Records
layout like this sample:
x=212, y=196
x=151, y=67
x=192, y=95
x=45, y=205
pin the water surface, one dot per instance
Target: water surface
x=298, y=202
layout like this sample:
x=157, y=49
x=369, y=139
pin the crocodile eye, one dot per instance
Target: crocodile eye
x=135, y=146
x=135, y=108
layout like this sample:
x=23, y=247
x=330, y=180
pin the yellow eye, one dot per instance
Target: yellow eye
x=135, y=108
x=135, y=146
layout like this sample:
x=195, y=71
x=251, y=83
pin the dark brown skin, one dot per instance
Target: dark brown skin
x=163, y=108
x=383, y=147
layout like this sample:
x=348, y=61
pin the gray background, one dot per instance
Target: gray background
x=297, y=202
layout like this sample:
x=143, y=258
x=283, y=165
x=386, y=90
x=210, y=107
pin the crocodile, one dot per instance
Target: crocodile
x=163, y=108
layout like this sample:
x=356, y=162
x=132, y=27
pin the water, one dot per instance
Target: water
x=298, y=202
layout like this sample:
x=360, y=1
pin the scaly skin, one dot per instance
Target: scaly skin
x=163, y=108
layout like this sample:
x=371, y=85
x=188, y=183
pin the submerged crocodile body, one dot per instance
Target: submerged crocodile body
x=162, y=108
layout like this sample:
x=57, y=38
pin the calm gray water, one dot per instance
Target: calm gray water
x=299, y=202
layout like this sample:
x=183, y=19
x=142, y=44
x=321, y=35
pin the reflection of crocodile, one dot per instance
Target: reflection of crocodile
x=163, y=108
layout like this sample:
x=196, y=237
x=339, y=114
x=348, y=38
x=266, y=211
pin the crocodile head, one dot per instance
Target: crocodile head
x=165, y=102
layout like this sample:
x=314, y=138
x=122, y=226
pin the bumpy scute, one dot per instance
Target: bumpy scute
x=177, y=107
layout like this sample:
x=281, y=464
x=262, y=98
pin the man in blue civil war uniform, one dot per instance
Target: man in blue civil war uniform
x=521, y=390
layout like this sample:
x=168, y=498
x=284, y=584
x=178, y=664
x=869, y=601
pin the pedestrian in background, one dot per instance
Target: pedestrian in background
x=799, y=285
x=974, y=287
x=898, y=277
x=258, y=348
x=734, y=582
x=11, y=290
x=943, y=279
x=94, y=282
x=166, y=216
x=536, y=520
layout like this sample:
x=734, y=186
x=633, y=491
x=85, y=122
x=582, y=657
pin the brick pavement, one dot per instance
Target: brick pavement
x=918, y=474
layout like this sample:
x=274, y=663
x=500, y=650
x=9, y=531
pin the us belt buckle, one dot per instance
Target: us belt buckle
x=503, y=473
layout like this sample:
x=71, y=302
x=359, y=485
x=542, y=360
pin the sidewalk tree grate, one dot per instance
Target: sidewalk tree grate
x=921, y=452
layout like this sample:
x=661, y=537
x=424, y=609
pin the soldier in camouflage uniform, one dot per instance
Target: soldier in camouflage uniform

...

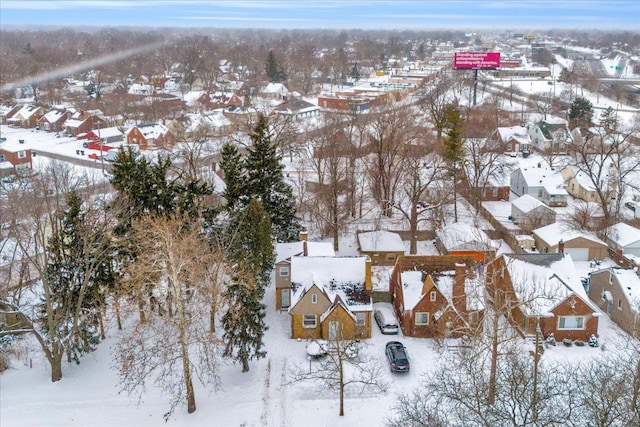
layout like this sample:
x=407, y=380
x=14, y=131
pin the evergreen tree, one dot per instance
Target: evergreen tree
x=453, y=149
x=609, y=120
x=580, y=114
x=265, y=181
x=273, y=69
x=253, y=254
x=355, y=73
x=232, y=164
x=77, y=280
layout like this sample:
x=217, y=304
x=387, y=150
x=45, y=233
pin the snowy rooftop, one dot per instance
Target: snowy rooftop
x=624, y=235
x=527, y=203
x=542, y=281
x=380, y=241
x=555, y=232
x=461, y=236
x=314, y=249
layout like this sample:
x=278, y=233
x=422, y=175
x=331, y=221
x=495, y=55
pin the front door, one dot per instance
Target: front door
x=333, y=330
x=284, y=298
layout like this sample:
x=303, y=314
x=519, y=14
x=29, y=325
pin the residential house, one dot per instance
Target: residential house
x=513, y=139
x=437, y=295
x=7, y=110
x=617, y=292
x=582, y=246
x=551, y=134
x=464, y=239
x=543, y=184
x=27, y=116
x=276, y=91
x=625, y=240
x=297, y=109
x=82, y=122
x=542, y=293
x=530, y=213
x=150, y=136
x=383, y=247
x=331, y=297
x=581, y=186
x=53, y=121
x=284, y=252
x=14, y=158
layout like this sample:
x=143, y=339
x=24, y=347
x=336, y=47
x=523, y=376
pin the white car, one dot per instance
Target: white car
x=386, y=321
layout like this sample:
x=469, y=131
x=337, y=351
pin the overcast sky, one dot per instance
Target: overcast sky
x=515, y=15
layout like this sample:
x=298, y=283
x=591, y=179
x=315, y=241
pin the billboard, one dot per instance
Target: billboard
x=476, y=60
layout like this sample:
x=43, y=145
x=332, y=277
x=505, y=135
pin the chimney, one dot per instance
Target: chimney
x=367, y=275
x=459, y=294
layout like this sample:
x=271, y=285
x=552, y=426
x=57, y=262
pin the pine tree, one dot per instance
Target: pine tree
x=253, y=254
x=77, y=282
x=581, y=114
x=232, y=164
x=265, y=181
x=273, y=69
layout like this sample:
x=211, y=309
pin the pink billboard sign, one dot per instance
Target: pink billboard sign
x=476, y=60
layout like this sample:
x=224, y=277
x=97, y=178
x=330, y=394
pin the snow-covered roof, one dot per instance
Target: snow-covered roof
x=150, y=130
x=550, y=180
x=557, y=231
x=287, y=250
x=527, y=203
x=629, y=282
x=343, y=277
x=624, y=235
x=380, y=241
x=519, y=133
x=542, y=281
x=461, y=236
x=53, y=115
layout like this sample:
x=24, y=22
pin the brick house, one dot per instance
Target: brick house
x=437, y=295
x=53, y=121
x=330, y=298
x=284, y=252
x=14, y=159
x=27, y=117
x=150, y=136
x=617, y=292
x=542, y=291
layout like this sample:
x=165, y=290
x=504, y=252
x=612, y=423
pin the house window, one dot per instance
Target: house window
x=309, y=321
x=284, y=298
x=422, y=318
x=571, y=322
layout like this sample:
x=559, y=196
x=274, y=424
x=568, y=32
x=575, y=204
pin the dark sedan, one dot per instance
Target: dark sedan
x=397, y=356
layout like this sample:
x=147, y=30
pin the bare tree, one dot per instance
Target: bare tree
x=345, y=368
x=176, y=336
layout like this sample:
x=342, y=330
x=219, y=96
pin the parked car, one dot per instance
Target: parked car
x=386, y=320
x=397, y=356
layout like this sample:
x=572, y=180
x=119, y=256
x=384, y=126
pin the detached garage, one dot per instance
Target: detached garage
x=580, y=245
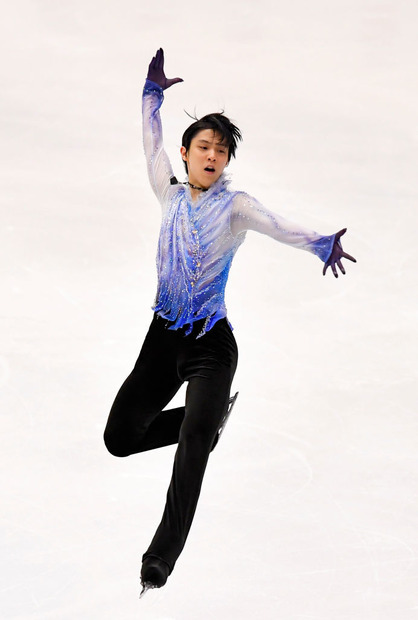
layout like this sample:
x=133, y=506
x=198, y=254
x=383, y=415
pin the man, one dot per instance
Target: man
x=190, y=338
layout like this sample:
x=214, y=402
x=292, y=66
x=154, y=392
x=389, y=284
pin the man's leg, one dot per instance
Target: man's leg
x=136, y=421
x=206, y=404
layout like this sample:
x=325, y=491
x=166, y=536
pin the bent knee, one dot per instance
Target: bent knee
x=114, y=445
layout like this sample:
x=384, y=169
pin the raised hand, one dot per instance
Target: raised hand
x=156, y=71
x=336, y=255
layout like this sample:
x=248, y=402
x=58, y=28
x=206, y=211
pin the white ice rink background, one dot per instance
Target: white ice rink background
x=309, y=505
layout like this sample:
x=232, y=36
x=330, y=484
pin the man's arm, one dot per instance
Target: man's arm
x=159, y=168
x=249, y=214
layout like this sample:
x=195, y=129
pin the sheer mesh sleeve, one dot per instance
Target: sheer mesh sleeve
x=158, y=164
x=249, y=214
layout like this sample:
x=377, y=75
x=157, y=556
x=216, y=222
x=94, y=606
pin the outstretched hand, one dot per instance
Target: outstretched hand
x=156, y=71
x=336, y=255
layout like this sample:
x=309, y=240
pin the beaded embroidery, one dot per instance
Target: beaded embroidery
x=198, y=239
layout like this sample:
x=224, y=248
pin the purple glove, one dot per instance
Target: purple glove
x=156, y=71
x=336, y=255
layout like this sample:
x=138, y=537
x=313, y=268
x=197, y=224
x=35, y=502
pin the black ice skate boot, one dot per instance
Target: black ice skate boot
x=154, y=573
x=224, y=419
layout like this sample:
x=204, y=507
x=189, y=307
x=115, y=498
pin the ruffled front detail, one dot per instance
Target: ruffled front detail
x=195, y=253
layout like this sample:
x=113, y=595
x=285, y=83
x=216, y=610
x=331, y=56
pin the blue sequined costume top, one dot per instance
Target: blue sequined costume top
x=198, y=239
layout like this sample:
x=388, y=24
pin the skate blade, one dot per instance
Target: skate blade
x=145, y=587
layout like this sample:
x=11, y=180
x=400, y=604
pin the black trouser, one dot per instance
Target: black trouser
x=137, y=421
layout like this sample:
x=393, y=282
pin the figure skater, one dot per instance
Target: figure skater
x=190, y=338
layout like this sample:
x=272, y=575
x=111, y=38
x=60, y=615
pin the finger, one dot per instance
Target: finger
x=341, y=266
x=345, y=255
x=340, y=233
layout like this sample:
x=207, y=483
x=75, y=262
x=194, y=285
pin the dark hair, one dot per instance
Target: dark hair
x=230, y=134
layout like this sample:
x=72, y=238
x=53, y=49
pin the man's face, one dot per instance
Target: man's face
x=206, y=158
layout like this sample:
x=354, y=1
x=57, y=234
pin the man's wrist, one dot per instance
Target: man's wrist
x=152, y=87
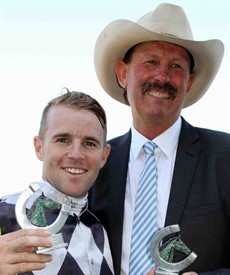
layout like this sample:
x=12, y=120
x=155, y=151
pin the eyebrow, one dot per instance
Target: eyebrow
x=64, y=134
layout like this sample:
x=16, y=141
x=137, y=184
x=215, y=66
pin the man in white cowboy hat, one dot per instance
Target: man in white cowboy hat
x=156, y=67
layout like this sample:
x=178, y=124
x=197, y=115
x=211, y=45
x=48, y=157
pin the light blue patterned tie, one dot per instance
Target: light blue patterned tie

==

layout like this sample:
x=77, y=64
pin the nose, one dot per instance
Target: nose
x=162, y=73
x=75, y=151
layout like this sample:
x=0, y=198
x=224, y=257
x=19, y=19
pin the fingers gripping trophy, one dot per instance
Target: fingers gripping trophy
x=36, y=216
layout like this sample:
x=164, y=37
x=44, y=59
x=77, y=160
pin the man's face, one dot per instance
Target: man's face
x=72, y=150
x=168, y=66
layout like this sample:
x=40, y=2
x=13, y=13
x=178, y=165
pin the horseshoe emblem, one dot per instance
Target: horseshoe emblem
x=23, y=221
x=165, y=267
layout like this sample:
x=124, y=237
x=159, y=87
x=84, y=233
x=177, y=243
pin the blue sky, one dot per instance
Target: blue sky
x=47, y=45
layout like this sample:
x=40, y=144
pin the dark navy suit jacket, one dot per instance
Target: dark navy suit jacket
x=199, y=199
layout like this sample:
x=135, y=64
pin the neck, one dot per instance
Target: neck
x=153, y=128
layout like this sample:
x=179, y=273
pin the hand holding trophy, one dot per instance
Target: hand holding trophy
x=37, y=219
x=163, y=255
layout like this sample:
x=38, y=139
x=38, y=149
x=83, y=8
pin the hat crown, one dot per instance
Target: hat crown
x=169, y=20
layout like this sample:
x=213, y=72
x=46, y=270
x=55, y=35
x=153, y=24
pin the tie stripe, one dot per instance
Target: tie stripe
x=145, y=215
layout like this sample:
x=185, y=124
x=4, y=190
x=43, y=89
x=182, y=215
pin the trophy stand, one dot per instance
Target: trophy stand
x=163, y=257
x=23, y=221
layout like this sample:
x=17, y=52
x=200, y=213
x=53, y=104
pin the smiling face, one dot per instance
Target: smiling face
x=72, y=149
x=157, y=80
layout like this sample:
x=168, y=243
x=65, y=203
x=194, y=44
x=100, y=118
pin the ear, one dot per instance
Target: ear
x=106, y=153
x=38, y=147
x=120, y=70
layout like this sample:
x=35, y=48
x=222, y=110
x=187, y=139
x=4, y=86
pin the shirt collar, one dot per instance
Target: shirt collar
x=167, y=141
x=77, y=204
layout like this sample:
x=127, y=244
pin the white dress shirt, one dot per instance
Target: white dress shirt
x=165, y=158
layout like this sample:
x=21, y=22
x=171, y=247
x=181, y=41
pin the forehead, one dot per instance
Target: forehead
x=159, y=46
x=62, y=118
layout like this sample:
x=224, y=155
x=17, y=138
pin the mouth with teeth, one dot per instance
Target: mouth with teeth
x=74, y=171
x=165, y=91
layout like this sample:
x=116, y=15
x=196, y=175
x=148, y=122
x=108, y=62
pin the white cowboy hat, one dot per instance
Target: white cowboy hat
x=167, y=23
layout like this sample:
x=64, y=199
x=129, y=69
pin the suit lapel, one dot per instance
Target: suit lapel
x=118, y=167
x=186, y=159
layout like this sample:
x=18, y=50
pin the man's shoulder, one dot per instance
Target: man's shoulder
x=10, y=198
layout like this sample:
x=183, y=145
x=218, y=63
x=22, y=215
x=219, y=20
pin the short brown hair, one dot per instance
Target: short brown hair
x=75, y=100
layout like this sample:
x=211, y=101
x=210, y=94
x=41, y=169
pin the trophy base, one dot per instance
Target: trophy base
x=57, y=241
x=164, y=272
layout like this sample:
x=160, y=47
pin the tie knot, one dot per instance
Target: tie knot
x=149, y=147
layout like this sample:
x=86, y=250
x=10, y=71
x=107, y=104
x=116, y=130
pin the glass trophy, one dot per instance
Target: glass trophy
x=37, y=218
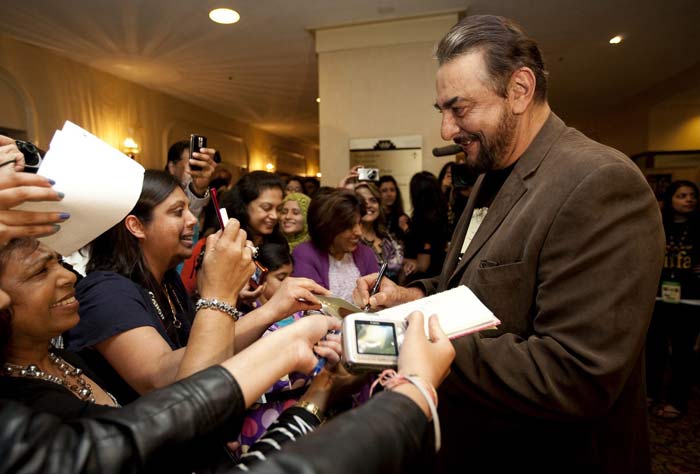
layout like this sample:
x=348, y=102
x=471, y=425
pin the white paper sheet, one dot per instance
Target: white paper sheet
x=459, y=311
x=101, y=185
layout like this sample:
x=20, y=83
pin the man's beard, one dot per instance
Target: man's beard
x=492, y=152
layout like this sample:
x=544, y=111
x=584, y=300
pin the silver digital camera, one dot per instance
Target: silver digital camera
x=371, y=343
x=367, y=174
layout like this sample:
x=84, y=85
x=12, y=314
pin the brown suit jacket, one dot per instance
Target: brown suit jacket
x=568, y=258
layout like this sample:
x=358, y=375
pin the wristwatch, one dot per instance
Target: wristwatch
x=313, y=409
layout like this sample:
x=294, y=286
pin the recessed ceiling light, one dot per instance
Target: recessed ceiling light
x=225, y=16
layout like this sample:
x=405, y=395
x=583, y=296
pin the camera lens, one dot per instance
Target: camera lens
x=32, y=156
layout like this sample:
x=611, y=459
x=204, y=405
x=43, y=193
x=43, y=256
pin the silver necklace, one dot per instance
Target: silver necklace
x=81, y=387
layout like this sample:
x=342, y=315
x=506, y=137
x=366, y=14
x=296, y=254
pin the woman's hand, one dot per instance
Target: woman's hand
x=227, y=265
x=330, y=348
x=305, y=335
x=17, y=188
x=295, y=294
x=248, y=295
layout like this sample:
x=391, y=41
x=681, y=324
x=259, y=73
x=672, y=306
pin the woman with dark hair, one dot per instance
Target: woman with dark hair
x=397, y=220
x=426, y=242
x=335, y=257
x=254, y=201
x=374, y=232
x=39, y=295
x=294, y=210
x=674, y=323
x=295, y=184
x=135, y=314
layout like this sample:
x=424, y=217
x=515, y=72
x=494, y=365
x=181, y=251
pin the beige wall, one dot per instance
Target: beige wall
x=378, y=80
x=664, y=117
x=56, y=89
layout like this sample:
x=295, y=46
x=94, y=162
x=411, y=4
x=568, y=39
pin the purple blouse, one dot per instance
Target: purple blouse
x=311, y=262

▸ **What you should do**
Pick out every line of the data above that contains the word "belt" and copy each one.

▸ **Correct output**
pin the us belt buckle, one dot per instance
Target: us belt buckle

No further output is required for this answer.